◆ **PROBLEM REQUIREMENTS**: Copy out every item below line for line, without changing a single character.

--- START DATA EXCERPTS ---

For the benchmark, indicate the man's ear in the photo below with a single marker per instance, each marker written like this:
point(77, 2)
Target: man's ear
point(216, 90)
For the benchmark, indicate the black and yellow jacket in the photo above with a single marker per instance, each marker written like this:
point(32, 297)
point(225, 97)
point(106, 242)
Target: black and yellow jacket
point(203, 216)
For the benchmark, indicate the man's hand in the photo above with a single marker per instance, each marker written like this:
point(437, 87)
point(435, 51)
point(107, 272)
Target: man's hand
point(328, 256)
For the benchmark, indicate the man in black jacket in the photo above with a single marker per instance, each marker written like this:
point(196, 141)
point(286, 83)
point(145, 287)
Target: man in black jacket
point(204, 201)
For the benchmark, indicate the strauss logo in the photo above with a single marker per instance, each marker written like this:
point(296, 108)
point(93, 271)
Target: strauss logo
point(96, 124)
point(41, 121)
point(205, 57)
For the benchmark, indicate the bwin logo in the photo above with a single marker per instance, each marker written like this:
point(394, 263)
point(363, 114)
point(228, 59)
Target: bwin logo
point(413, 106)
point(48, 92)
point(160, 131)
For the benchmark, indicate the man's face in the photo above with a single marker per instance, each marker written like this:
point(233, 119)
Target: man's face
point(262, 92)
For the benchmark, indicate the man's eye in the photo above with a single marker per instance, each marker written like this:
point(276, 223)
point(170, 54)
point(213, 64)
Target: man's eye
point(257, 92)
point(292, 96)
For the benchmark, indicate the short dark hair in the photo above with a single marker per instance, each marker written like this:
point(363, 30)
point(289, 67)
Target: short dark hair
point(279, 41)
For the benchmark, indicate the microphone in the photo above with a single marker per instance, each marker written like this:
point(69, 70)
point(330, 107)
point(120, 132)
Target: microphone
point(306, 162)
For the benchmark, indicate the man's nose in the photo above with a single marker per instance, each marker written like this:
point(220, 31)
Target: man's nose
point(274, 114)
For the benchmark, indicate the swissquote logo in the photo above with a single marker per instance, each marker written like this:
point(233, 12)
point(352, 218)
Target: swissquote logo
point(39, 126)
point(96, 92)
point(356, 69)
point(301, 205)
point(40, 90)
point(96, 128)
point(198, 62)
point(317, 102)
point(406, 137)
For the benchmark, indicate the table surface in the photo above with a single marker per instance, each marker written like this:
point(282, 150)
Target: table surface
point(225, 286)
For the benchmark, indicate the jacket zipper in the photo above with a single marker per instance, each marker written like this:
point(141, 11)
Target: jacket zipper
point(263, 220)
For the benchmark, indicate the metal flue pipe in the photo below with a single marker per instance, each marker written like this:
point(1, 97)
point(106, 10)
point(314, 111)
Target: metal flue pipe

--- END DATA EXCERPTS ---

◆ **RESPONSE**:
For the benchmark, indicate the man's ear in the photo below with a single marker per instance, each marker written like this:
point(77, 2)
Target: man's ear
point(216, 90)
For the benchmark, indicate the black and yellow jacket in the photo above with a single marker per instance, each marker written like this:
point(32, 297)
point(225, 97)
point(106, 242)
Target: black and yellow jacket
point(203, 216)
For the benchmark, indicate the man's hand in the photo above with a single marker per instance, each marker written like this:
point(437, 87)
point(435, 51)
point(107, 272)
Target: man's hand
point(328, 256)
For the benchmark, indicate the man in black jacket in the photo above with a single marker per instance, each marker written like this:
point(196, 141)
point(286, 83)
point(145, 287)
Target: man in black jacket
point(204, 201)
For the benchmark, indicate the strauss logo in the photo above with a single marker per instance, each marker written like this:
point(296, 108)
point(93, 271)
Target: strauss logo
point(96, 124)
point(41, 121)
point(205, 57)
For the benchmark, indicate the bwin logo in the photo above with a single marker per instance, each marker written like this:
point(394, 263)
point(363, 114)
point(228, 59)
Target: bwin logo
point(413, 106)
point(48, 92)
point(160, 131)
For the benchmark, indicate the man's face in the photo above with a single marker per instance, each marker written like this:
point(233, 119)
Target: man's face
point(262, 92)
For the benchmark, indicate the man's eye in the photo above with a single marker per instance, each marker written like this:
point(276, 223)
point(170, 54)
point(213, 64)
Target: man's eye
point(257, 92)
point(292, 96)
For the benchmark, indicate the short dark hair in the photo above with a single marker per instance, each marker written like this:
point(363, 30)
point(289, 67)
Target: short dark hair
point(279, 41)
For the benchmark, indicate the microphone in the photo above with a single marker per instance, each marker written like this:
point(69, 70)
point(330, 107)
point(120, 132)
Target: microphone
point(306, 162)
For the benchmark, indicate the man's nose in the photo above with a single marker per instance, each marker written like this:
point(220, 31)
Target: man's nose
point(274, 114)
For the benchmark, indicate the swissquote logo in the photo above with a single marker per instance, each marker written like this:
point(233, 12)
point(352, 218)
Target: swissquote logo
point(39, 126)
point(96, 92)
point(356, 69)
point(301, 205)
point(40, 90)
point(96, 128)
point(198, 62)
point(317, 102)
point(406, 137)
For the benchmark, indicate the table surface in the photo above with a single marker per instance, each marker written like this:
point(282, 150)
Target: table surface
point(225, 286)
For the benchmark, indicate the jacket zipper in the photo above with a single marker per instance, each marker written like this:
point(141, 11)
Target: jacket zipper
point(263, 220)
For the benchmark, indicate the metal flue pipe in the photo below with a single marker per instance, each marker written like this:
point(1, 97)
point(106, 10)
point(314, 111)
Target: metal flue pipe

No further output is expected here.